From the line containing "Tag one point per instance of the dirt" to the very last line of the data below, transcribe everything exactly and nothing more.

*** Block opens ***

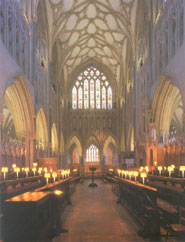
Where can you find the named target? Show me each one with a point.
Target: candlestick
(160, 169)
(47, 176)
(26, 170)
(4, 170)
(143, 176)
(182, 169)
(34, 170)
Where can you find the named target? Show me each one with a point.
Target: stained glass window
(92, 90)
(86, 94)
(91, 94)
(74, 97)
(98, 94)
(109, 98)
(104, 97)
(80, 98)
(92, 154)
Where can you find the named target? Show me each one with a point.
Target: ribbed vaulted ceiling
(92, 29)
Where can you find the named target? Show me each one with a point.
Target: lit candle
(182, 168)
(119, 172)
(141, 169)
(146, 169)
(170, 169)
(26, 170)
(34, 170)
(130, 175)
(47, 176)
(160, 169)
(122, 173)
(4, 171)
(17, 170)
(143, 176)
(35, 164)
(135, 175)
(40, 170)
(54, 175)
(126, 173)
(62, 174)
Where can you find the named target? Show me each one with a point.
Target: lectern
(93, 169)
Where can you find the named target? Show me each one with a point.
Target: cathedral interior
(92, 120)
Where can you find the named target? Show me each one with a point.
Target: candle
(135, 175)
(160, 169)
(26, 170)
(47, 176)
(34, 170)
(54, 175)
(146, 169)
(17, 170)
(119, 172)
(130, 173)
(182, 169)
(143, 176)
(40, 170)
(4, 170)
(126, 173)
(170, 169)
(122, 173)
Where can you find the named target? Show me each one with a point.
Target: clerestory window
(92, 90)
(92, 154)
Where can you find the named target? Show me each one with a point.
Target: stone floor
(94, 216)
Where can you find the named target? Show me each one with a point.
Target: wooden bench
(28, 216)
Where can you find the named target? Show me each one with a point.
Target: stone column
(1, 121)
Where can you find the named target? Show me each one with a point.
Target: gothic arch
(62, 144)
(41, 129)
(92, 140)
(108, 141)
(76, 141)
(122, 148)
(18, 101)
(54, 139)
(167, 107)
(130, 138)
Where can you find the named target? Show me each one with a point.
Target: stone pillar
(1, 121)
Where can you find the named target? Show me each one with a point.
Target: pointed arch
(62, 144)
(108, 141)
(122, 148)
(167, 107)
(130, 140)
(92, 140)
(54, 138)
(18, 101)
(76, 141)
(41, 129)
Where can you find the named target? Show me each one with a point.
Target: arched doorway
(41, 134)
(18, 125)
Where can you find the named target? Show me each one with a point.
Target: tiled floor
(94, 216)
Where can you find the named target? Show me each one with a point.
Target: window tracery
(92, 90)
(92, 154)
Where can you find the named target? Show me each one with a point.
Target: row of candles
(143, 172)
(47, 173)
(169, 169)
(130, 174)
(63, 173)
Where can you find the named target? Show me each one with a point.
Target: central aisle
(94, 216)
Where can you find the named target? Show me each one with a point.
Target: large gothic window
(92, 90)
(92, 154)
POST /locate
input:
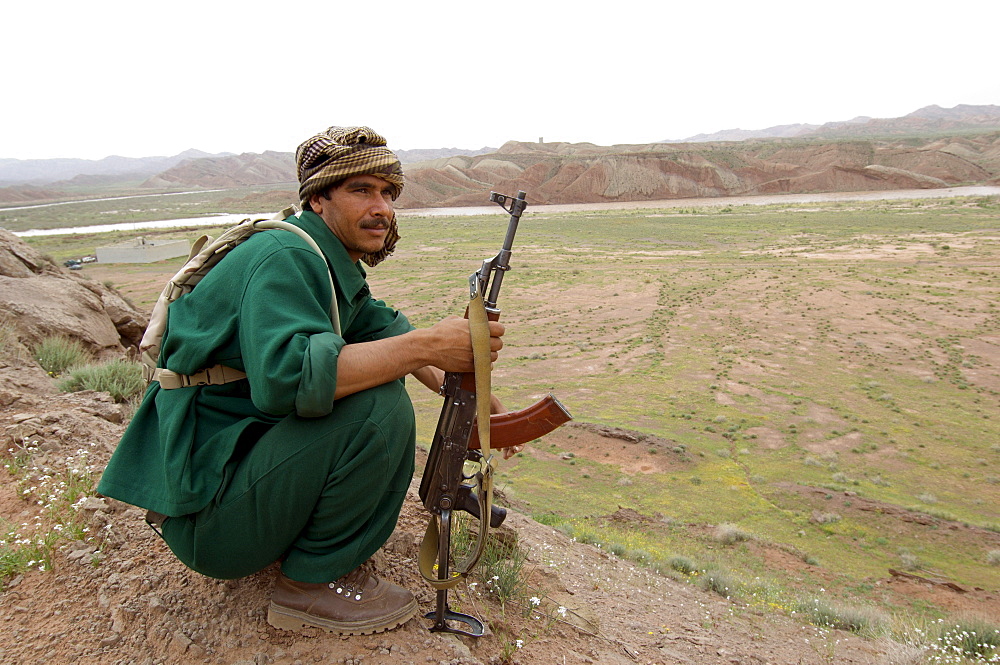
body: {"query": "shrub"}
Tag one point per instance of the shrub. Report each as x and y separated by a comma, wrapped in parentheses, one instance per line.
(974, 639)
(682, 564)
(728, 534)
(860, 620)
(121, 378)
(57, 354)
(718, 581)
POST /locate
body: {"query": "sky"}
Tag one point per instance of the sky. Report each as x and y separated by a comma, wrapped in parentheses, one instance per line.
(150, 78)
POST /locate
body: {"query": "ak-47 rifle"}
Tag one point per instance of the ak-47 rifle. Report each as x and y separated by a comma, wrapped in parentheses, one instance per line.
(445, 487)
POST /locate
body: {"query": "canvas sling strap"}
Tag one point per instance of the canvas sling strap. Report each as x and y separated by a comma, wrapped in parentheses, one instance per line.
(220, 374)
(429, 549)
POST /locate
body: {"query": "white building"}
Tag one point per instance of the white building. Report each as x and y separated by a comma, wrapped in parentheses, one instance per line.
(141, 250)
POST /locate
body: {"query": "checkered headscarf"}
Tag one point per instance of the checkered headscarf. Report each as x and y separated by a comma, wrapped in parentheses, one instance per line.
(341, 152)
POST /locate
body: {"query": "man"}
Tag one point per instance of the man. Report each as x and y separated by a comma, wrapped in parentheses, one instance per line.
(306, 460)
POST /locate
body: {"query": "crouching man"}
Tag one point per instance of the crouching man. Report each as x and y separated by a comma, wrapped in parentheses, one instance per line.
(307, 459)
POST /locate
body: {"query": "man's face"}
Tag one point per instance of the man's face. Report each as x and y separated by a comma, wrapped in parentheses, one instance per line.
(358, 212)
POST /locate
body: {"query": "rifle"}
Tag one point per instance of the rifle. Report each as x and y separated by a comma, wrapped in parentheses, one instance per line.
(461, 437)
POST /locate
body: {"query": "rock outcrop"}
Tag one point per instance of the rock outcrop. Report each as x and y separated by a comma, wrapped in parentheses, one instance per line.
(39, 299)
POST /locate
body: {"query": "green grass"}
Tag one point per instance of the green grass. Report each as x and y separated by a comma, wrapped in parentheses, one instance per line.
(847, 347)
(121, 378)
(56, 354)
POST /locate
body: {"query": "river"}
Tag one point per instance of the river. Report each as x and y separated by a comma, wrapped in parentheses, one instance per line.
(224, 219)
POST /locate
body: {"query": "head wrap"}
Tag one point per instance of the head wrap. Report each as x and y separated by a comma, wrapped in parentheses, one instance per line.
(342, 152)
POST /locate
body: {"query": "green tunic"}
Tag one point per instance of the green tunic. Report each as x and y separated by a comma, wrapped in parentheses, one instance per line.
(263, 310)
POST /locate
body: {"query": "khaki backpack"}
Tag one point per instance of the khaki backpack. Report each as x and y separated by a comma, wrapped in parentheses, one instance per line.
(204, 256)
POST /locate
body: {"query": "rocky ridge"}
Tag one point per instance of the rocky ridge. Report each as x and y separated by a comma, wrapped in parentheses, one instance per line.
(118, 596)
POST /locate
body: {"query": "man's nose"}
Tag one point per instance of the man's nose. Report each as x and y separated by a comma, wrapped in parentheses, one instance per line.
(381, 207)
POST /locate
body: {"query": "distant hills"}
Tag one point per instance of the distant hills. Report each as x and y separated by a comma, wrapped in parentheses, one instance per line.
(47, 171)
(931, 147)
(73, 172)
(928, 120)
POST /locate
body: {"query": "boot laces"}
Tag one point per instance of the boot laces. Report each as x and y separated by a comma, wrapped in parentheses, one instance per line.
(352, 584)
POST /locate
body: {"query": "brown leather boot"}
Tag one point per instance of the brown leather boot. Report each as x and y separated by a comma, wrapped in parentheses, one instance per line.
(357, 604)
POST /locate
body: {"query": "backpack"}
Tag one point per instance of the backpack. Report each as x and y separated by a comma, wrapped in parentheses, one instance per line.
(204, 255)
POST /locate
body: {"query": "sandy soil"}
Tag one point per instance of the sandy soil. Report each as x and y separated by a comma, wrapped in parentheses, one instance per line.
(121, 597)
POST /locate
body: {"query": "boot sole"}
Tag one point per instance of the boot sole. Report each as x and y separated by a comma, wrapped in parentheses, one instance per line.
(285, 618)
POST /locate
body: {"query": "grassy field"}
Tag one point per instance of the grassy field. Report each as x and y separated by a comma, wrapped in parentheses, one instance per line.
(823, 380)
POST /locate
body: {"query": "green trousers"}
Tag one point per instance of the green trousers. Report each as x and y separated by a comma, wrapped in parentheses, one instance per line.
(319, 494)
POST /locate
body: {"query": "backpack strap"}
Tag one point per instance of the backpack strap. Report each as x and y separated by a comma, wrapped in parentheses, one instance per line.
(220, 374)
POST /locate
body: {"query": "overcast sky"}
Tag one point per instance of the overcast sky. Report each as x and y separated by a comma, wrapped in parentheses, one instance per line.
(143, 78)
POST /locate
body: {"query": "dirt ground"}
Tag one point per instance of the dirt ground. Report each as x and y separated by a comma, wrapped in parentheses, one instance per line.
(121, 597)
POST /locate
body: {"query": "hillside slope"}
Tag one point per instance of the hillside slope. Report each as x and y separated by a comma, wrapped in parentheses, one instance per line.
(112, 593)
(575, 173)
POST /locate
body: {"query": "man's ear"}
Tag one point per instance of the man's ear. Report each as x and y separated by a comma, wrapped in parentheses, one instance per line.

*** Block closes ***

RESPONSE BOX:
Tag one point per instance of the dirt ground. Report each as x and y separated by a comma, wrapped in parentheses, one instance per line.
(121, 597)
POST /locate
body: {"query": "hillside slope"}
Tag one point per instance of the hillside slope. Report each as x and y separated by a comma, wrapped in parentheses, one instance per line.
(112, 593)
(575, 173)
POST /locate
body: {"query": "man's ear"}
Tag one point per instance of the man's ear. Report each as x and y separated by a comma, wrapped in parentheses, one instance per line.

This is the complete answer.